## Exercise brief
Transcribe the lines of the records starting with the one that has "the white garage" in it and ending with the last, and transcribe nothing else.

## Material for the task

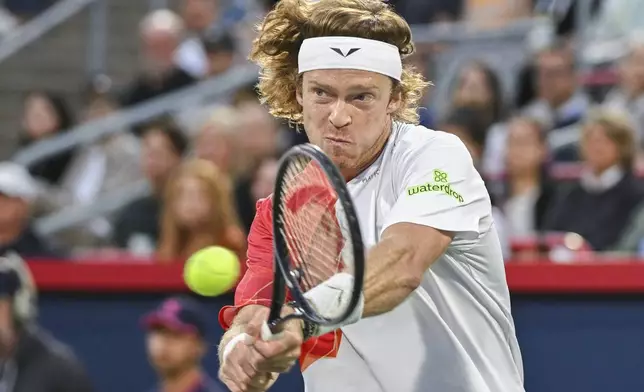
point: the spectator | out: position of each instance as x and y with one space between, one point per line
468 124
17 194
97 170
600 206
161 32
137 227
259 136
217 141
176 344
559 105
246 94
495 13
30 359
220 51
628 96
478 86
528 192
46 114
198 212
198 16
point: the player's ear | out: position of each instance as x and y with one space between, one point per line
298 89
298 94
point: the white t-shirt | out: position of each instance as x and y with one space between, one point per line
455 332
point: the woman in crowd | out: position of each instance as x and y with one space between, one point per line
478 86
198 211
468 123
602 203
527 193
44 115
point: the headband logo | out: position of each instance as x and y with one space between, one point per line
349 53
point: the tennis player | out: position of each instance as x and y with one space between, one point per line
436 314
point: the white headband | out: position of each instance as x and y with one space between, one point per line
350 53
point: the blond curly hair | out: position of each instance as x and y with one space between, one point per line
281 33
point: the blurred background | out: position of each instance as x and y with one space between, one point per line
132 136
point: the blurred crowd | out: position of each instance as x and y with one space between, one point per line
559 153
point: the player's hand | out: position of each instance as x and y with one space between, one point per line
280 354
246 369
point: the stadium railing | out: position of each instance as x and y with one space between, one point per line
40 25
579 325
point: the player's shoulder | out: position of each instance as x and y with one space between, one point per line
416 140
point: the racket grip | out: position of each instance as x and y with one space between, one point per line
242 337
267 334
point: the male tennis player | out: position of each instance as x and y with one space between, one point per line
436 314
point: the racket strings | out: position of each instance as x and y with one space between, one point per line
312 225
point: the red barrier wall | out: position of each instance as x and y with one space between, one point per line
543 277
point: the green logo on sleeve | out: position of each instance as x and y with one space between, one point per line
440 185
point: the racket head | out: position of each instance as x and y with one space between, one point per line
312 210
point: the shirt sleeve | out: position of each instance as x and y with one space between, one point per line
439 187
256 286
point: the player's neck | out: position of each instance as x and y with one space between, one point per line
182 381
371 156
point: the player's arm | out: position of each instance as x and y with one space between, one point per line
395 266
423 221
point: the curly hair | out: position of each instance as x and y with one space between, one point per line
284 29
223 226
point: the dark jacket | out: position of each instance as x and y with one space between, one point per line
601 217
43 364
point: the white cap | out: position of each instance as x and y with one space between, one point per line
15 181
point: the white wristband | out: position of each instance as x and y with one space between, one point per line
330 299
232 343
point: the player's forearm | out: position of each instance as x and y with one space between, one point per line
396 265
389 277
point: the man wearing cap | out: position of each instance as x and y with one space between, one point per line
176 344
18 191
30 359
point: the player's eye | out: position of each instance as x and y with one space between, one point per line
319 92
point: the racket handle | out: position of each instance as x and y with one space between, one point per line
241 338
267 334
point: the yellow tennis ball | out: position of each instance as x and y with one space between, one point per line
211 271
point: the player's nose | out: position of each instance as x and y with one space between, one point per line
339 116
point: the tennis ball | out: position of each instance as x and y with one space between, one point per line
211 271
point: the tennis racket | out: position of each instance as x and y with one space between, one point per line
316 237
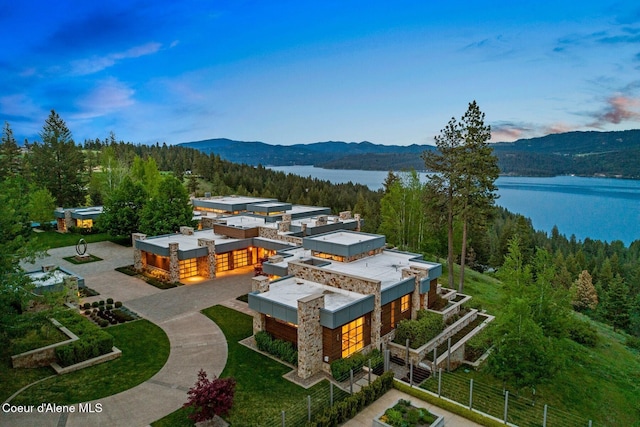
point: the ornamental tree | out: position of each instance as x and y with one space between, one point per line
210 397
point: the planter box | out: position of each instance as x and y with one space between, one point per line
439 422
42 356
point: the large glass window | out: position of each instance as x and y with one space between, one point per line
188 268
222 262
405 303
352 337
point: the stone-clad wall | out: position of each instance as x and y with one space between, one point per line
347 282
260 284
139 263
207 264
174 265
309 335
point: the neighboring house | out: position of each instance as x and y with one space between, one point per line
242 232
53 279
339 293
76 217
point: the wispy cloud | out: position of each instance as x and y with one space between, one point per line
99 63
108 96
619 108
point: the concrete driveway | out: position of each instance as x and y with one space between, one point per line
196 342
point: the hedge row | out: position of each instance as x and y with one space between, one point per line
92 342
419 332
348 408
90 346
281 349
447 405
340 368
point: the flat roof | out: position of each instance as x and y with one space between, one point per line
289 290
345 238
187 242
48 278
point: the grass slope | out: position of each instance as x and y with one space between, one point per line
601 383
261 392
145 349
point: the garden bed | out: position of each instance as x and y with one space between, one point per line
82 259
404 414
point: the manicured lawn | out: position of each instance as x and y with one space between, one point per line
53 239
261 392
145 349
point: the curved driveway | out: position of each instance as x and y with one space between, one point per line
196 342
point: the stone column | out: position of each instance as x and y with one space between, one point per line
207 264
138 262
309 335
259 284
68 221
174 263
417 274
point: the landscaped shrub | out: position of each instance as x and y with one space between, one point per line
340 368
477 346
93 341
420 331
283 350
583 333
348 408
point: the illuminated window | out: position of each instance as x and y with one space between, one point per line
222 262
405 302
84 223
352 337
188 268
241 258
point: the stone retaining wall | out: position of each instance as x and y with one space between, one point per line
42 356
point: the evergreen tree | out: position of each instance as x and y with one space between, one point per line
10 158
168 210
478 175
584 295
123 209
58 164
444 183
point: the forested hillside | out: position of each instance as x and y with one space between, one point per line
612 154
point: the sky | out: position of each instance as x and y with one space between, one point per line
290 72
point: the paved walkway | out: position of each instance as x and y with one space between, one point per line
196 342
364 418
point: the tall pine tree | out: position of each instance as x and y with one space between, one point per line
57 163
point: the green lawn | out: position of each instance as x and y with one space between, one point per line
53 239
261 392
601 384
145 349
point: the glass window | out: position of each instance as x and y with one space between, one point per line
188 268
405 303
352 337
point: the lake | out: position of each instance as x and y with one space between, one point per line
599 208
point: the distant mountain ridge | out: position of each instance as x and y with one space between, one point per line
614 154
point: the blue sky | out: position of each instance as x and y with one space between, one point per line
287 72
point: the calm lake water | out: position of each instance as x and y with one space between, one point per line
598 208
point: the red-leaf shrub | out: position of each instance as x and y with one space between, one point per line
209 398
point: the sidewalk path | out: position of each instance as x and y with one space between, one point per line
364 418
196 342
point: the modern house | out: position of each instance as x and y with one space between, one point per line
339 293
76 217
241 232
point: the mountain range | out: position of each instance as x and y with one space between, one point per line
610 154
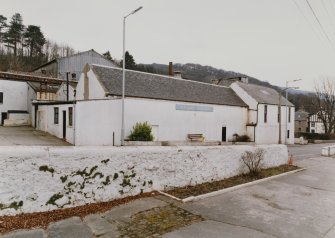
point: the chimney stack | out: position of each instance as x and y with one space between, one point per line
170 69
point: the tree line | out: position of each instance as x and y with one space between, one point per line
23 48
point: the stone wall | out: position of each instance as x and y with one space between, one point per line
45 178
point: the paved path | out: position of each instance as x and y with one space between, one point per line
23 135
297 205
306 151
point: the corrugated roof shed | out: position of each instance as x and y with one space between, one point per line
264 95
145 85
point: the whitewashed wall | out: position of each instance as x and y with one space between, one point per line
61 93
45 121
16 96
268 133
80 175
169 124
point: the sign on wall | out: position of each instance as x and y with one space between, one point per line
184 107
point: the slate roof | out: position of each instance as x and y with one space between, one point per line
145 85
301 116
264 95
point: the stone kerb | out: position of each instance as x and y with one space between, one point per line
45 178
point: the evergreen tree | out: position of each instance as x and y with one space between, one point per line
130 62
14 34
34 40
3 25
108 55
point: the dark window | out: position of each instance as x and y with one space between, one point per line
70 115
289 114
56 115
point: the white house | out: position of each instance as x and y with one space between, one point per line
62 95
263 113
174 107
17 91
315 124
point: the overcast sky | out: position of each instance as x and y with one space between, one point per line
272 40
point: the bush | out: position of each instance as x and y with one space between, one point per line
242 138
314 136
253 161
141 132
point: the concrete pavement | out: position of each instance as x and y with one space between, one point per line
296 205
23 135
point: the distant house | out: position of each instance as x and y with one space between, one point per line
62 95
71 66
174 107
17 91
264 112
301 121
315 124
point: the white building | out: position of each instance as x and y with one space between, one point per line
174 107
263 113
315 124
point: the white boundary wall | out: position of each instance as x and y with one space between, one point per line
130 170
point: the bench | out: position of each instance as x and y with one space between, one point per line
196 137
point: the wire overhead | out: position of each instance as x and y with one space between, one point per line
306 19
317 19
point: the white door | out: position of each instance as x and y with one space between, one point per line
154 131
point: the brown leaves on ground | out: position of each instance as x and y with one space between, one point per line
42 219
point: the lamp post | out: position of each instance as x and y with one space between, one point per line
123 71
286 88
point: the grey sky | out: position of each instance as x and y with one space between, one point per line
268 39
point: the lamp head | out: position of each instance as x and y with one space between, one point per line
136 10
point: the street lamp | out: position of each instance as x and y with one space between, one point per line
123 70
287 87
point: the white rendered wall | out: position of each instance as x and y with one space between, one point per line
61 93
169 124
148 168
45 121
95 88
268 132
15 96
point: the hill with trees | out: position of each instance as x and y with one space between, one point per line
23 48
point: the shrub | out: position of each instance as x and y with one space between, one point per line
141 132
253 161
242 138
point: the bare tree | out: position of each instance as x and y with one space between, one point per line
324 103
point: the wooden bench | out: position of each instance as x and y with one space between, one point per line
196 137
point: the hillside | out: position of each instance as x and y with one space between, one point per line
197 72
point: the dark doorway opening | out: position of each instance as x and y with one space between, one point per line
64 125
224 134
3 117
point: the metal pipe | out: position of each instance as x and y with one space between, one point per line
124 72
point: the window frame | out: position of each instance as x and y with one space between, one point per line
265 113
70 114
56 115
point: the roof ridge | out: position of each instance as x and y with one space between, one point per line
160 75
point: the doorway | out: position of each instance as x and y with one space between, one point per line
64 125
224 134
3 117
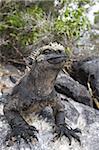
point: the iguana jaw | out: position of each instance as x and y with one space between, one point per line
56 59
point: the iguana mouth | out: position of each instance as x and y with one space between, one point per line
57 59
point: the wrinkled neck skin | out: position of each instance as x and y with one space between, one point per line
41 80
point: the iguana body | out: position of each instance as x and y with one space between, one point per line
36 91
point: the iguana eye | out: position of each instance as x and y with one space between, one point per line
47 51
59 51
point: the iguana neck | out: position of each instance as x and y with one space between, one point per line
42 80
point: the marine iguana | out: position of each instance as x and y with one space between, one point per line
36 91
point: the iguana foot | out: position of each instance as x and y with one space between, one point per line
26 132
69 133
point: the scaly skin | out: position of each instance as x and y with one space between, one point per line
36 91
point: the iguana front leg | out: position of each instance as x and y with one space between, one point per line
61 127
19 127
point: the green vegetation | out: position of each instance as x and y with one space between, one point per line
22 25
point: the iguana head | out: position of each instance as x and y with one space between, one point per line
48 61
50 55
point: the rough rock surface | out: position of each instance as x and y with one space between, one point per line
87 71
77 115
73 89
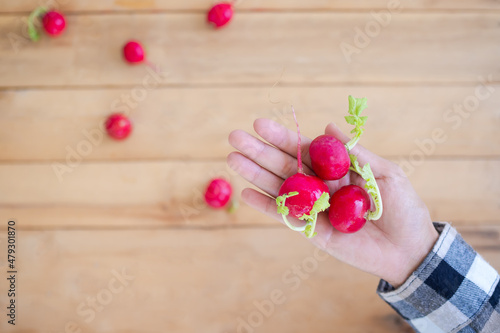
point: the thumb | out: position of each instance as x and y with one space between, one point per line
380 166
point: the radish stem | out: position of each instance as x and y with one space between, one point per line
300 169
32 32
356 106
370 186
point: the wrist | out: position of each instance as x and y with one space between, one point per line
411 259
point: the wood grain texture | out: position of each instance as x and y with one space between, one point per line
137 205
50 125
413 48
190 281
167 194
202 5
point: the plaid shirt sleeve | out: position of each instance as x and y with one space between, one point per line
453 290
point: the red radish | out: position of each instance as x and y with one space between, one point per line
302 196
53 23
118 126
218 193
348 208
329 157
133 52
220 14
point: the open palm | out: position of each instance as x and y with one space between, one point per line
390 248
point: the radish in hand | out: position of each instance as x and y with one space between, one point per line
53 23
349 206
220 14
329 156
302 196
218 193
133 52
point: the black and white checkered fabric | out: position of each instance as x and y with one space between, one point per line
453 290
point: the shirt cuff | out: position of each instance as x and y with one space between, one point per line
448 290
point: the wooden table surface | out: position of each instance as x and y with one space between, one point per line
114 237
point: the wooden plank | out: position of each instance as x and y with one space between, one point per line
167 5
189 281
49 125
169 194
412 48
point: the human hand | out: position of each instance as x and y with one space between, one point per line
390 248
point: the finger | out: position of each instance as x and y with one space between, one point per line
270 158
283 138
261 203
254 173
379 165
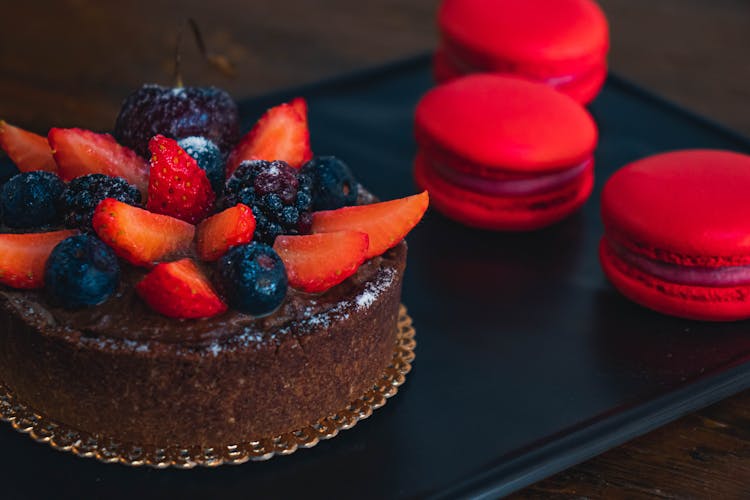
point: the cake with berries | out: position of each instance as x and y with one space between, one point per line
182 286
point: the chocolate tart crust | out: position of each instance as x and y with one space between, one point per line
242 385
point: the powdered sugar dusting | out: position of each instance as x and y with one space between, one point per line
214 348
196 144
373 289
251 338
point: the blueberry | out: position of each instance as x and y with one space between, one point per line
83 194
334 185
177 112
209 158
81 271
29 200
278 194
252 278
7 169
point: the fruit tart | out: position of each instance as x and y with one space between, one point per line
179 285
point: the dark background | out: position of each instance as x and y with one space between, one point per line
71 62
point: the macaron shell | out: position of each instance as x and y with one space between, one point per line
502 213
690 302
547 36
582 88
506 123
686 207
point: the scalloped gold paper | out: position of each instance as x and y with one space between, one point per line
61 437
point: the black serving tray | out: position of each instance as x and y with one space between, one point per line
528 361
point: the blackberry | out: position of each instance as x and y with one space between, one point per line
7 169
83 194
81 271
209 157
334 185
279 195
253 279
29 200
177 112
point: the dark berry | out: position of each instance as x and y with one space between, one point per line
7 169
334 185
81 271
176 113
209 158
278 194
253 279
83 194
29 200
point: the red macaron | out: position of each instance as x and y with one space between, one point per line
504 153
562 43
677 234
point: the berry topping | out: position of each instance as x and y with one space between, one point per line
334 185
217 234
209 158
81 271
180 290
23 257
83 194
280 134
316 262
386 223
252 278
177 112
80 152
28 150
278 194
178 187
139 236
7 169
29 200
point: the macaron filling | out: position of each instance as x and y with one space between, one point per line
526 186
684 275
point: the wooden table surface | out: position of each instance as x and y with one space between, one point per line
71 62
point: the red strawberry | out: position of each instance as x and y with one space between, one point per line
178 187
280 134
217 234
139 236
27 150
386 223
23 257
300 106
316 262
180 290
80 152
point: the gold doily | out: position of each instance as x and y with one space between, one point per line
61 437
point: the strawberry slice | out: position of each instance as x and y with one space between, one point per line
23 257
280 134
80 152
180 290
177 187
27 150
386 223
139 236
316 262
217 234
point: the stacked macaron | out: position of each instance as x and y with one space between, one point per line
677 234
562 43
504 153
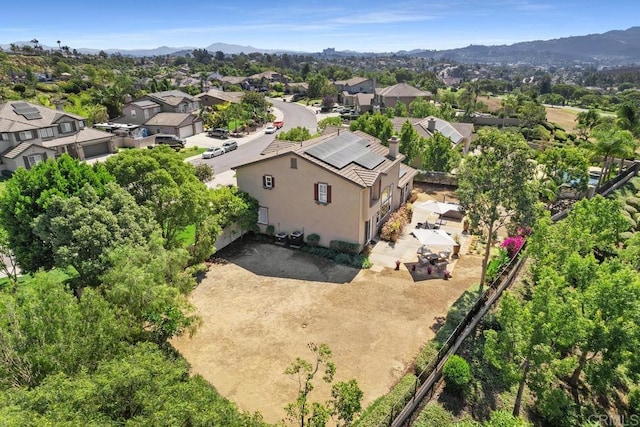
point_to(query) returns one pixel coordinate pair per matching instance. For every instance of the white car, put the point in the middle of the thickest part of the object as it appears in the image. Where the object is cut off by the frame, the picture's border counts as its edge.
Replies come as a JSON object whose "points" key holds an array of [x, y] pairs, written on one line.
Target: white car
{"points": [[213, 152]]}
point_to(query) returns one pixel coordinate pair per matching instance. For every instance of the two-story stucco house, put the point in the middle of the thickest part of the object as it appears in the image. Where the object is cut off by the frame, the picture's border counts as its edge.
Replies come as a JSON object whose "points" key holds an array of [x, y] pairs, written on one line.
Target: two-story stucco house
{"points": [[31, 133], [340, 186], [170, 111], [217, 97], [388, 97]]}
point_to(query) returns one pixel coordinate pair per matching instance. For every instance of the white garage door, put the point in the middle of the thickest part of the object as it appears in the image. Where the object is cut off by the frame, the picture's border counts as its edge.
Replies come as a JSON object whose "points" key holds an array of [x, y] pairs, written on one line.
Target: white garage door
{"points": [[94, 150], [185, 131]]}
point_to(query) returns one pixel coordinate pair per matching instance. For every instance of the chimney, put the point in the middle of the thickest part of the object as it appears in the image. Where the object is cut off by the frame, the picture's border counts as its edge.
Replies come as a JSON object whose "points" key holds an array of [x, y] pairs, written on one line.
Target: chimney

## Written solution
point_to(query) returns one pixel coordinate pair per matching instance. For every instance of the white garage door, put the point in the middle of the thickest part of the object as it appears in the image. Where the object is cut off by the frame, the picture's border counts as its edge.
Replies come as a JSON object whose "points" key holds an array of [x, y] pairs, written on one line.
Target: white garage door
{"points": [[94, 150], [185, 131]]}
point_to(query) returns one pixel coordinate pair per matching instance. For every instance of the chimney, put the point in the middle of the thickest part of the object as it appears in the image. Where the object is cut off by the frame, the picture's border counts as its edge.
Replies come as a JSON object whose "points" key holds an array of [x, y] pairs, written on one line.
Target: chimney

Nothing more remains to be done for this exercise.